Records
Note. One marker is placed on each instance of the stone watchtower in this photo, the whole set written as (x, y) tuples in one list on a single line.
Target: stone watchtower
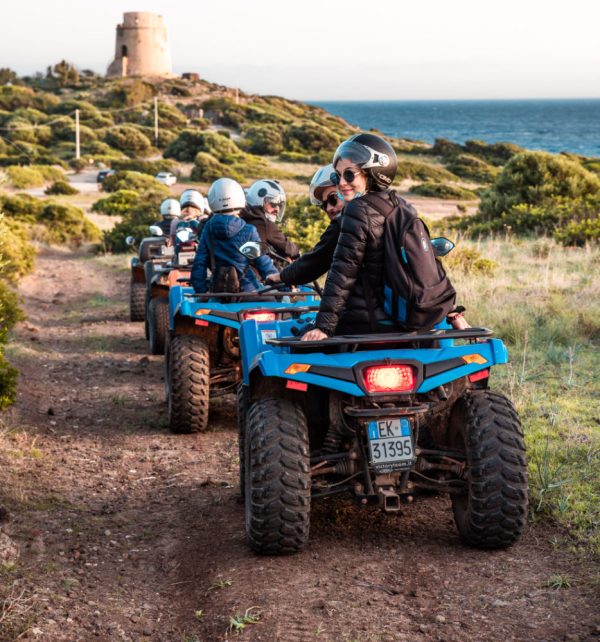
[(142, 47)]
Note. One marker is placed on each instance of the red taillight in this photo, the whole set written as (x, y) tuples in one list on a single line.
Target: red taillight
[(260, 316), (389, 378)]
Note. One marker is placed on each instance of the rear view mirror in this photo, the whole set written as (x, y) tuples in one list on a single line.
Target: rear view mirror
[(251, 250), (441, 246)]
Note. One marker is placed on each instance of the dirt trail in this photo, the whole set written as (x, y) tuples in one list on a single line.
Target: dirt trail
[(128, 532)]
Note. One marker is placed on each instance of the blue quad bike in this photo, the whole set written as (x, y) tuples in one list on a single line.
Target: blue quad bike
[(202, 355), (381, 417)]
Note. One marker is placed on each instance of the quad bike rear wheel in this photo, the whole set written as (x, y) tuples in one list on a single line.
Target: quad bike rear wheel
[(493, 511), (158, 323), (276, 477), (137, 293), (188, 383)]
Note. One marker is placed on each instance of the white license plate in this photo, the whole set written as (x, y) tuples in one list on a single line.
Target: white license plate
[(391, 443)]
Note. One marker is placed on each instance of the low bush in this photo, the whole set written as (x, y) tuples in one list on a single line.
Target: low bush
[(472, 168), (442, 190), (118, 203), (66, 225), (129, 140), (61, 187)]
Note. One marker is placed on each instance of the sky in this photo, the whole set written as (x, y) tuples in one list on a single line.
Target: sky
[(342, 50)]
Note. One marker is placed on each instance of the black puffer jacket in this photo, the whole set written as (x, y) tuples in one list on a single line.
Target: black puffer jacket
[(357, 261), (270, 233), (310, 266)]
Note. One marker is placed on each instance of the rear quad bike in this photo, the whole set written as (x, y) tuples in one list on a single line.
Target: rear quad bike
[(202, 356), (376, 416), (153, 250)]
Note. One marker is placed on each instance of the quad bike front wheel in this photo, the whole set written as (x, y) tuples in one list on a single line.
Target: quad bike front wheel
[(158, 323), (276, 477), (493, 511), (188, 386), (137, 293)]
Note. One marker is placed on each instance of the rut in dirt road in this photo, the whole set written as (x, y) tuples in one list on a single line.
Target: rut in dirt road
[(128, 532)]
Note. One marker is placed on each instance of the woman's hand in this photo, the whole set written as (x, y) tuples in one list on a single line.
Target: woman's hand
[(314, 335)]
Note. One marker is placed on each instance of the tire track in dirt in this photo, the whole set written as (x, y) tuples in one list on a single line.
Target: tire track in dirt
[(127, 532)]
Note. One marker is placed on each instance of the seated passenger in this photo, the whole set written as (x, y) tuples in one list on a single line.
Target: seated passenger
[(310, 266), (265, 209), (223, 234)]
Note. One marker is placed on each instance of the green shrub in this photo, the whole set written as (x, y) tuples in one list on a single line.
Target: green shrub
[(135, 224), (61, 187), (309, 137), (264, 139), (537, 179), (17, 254), (66, 224), (420, 171), (136, 181), (472, 168), (144, 166), (191, 141), (118, 203), (128, 139), (442, 190)]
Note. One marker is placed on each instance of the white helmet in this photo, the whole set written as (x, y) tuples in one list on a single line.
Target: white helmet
[(192, 198), (226, 195), (320, 180), (170, 207), (270, 191)]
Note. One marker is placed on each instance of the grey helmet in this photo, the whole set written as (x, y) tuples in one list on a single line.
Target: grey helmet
[(192, 198), (267, 190), (226, 195), (320, 180), (170, 208)]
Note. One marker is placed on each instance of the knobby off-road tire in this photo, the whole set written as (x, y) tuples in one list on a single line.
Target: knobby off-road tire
[(242, 411), (277, 477), (493, 513), (137, 293), (188, 386), (158, 323)]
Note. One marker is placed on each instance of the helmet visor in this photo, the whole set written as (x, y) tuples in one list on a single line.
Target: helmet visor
[(276, 205)]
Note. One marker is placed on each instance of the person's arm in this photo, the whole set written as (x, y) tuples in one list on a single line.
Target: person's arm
[(200, 267), (310, 266), (276, 238), (347, 260)]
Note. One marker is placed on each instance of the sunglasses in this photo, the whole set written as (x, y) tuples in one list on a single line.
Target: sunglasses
[(348, 175), (332, 200)]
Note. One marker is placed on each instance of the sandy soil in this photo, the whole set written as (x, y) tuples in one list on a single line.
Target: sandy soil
[(127, 532)]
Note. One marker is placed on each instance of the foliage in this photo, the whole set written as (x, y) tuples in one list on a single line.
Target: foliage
[(473, 168), (124, 179), (264, 139), (118, 203), (66, 224), (129, 140), (304, 223), (443, 190), (538, 179), (61, 187), (191, 141)]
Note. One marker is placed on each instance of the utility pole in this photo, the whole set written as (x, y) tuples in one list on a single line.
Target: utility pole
[(77, 145), (156, 121)]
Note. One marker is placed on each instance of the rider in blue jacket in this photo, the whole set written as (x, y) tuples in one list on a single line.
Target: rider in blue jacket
[(223, 234)]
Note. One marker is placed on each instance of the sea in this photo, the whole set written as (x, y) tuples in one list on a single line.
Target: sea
[(549, 125)]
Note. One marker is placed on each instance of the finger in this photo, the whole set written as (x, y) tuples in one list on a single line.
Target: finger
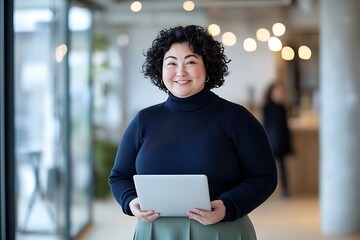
[(148, 216)]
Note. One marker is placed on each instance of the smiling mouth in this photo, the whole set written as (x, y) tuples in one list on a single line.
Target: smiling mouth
[(182, 81)]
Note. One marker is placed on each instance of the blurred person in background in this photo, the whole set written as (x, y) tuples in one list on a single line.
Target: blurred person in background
[(275, 121), (194, 132)]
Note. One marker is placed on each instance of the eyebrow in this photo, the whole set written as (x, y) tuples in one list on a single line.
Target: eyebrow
[(187, 56)]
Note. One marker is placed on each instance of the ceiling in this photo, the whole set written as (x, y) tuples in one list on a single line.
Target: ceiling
[(301, 15)]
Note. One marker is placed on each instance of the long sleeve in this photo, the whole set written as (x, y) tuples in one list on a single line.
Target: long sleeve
[(121, 176), (258, 164)]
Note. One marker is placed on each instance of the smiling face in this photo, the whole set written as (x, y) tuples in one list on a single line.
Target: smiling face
[(183, 71)]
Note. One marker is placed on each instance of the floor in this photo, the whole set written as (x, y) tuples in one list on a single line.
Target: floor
[(296, 218)]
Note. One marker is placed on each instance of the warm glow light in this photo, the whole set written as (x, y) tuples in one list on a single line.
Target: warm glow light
[(287, 53), (214, 29), (278, 29), (189, 6), (136, 6), (262, 34), (250, 45), (274, 44), (60, 52), (304, 52), (229, 39)]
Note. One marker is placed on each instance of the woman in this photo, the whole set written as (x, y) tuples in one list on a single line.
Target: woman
[(276, 126), (194, 132)]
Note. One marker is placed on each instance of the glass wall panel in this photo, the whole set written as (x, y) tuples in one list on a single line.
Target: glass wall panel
[(80, 117), (2, 120), (40, 109)]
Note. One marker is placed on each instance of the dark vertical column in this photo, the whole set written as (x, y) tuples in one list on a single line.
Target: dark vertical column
[(340, 116)]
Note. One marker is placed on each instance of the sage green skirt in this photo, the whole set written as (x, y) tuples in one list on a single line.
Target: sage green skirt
[(182, 228)]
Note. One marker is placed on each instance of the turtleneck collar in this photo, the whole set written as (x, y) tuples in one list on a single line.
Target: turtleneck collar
[(190, 104)]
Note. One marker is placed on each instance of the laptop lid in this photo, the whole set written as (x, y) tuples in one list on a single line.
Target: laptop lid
[(172, 195)]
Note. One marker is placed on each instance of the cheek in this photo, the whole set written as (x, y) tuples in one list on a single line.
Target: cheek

WORK TO BE COMPLETED >> Copy out the lines of the listing from the line containing "Note. One marker is placed on each instance of the knobby" up to and including the line containing "[(549, 125)]", reproducing them verbatim.

WRITTEN ANSWER >>
Note. One marker is placed on each instance of the knobby off-road tire in this photo, the whole set written as (x, y) tuples in one list on a single line.
Target: knobby off-road tire
[(242, 411), (277, 477), (493, 513), (137, 293), (188, 386), (158, 323)]
Note. One marker is placed on each instance of the helmet visor in this photo, the whole set written as (x, y) tuples in one list on a single line.
Target: helmet visor
[(276, 205)]
Note. One marker is placed on each instance of the person's arm in this photo, the whole set written as (x, y) tuples in one list on a single line.
Target: person's arm
[(200, 267), (310, 266), (276, 238), (347, 260)]
Note. One marker is placed on each instance of the sunglasses in this photo, the whole set written as (x, y) tuples in one list on a single line.
Target: sunglasses
[(348, 175), (332, 200)]
Note. One marker is placed on each instance of the sandy soil in this photo, the whole set written as (x, y) tuples in one list on a single line.
Target: sandy soil
[(127, 532)]
Note. One marker is placed on each instance of the foliage in this photo, the whole set written as (x, y) tuples in one list on a single line.
Target: foliage
[(473, 168), (124, 179), (264, 139), (118, 203), (66, 224), (129, 140), (304, 223), (443, 190), (538, 179), (61, 187), (191, 141)]
Note. One marker is placed on each instance of the utility pole in this photo, the whole set written as (x, y) tuples in one list on a single line.
Target: utility pole
[(77, 145), (156, 121)]
Note. One marker is placed on each instance of the rider in blue jacket in this photo, the whole set written as (x, y) tuples in one list on a single line.
Target: rider in blue jacket
[(223, 234)]
Note. One marker is placed on each instance of the sea in this photo, the whole set written as (x, y) tuples in one list on a single line.
Target: sea
[(549, 125)]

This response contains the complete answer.